Look through the listing below for every line that contains the word "white", and copy each of those lines. Case counts.

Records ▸
+++++
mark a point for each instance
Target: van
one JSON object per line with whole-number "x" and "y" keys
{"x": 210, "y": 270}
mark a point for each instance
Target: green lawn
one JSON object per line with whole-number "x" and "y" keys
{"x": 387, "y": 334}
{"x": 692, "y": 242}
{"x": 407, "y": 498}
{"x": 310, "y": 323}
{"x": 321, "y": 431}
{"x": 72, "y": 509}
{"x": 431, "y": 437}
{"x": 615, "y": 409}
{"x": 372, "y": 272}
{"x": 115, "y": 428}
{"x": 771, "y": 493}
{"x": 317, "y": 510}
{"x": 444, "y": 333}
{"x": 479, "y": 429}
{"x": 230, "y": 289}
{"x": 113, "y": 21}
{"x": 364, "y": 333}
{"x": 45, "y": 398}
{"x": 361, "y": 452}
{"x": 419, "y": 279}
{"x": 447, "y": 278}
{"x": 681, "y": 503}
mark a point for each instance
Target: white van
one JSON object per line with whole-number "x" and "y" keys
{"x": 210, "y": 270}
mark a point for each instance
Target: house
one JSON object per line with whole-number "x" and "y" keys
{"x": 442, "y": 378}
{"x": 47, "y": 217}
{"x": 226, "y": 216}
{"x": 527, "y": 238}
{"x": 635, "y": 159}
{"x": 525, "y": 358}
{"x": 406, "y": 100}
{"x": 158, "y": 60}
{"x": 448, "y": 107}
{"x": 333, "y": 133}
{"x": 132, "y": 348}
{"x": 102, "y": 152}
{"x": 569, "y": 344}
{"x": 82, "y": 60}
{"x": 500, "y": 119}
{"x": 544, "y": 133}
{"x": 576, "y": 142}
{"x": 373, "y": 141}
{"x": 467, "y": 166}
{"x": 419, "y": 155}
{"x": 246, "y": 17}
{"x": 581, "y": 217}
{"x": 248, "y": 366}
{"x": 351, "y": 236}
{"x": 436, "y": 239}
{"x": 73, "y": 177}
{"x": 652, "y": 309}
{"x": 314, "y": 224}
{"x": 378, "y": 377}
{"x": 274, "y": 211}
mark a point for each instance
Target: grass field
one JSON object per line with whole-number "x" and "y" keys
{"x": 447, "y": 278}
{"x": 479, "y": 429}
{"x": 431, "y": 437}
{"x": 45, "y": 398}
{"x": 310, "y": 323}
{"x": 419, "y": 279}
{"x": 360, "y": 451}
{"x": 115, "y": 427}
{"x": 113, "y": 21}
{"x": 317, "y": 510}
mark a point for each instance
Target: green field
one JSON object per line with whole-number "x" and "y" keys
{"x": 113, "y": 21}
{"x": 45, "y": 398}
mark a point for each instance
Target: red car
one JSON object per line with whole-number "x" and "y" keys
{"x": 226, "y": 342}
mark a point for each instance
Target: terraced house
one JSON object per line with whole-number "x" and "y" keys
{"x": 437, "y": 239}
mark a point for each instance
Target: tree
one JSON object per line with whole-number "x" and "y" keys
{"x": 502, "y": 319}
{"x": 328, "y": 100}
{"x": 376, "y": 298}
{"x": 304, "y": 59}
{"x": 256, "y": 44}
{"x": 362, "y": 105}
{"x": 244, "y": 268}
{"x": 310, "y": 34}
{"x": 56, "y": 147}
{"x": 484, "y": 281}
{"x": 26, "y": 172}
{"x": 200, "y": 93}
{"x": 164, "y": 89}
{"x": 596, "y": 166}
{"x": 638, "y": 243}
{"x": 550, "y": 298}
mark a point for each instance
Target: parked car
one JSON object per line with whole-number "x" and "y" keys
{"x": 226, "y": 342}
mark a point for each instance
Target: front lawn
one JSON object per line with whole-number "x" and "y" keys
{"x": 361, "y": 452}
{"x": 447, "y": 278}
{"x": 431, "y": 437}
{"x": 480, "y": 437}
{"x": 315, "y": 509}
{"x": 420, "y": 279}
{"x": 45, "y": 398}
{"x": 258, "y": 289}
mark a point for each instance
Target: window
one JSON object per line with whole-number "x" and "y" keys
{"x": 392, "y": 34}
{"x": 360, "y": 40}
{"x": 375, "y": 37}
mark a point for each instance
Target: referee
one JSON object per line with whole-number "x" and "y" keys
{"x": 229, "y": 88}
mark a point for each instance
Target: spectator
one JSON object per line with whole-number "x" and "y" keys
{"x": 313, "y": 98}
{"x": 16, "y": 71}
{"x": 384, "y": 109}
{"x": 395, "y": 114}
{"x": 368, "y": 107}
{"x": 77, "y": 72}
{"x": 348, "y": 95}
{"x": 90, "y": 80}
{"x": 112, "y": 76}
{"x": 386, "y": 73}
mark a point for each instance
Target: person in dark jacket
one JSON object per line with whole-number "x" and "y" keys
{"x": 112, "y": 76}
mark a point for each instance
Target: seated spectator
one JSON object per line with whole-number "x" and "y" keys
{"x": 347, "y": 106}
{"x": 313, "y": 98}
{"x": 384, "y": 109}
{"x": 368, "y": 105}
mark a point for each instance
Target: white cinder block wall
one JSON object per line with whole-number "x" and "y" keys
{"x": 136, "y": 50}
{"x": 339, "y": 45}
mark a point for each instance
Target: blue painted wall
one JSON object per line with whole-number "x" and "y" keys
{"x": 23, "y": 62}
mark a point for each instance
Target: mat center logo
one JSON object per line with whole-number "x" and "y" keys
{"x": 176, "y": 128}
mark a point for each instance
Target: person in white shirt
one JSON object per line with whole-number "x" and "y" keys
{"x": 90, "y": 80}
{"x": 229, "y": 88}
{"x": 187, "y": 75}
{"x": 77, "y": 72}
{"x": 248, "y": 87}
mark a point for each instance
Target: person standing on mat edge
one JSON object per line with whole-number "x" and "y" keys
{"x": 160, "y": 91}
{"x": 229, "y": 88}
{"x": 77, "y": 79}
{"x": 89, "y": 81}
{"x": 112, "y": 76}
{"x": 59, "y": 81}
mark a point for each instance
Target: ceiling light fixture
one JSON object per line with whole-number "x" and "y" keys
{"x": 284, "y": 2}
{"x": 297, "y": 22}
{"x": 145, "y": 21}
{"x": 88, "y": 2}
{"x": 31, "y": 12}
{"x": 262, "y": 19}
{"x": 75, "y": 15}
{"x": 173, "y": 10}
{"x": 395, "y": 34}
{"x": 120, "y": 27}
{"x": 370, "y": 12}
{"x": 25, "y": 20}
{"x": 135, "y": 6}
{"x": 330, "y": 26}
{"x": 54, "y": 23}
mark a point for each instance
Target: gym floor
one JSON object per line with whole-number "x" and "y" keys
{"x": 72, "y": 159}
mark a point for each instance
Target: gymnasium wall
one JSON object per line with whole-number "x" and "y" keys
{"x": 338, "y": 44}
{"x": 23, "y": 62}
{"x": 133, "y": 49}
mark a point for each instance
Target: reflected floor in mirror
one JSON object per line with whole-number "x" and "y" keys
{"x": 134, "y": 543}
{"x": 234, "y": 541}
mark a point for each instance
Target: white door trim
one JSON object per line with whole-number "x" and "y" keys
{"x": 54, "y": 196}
+++++
Finished answer ▸
Target: white van
Target: white cinder block wall
Target: person in white shirt
Target: white door trim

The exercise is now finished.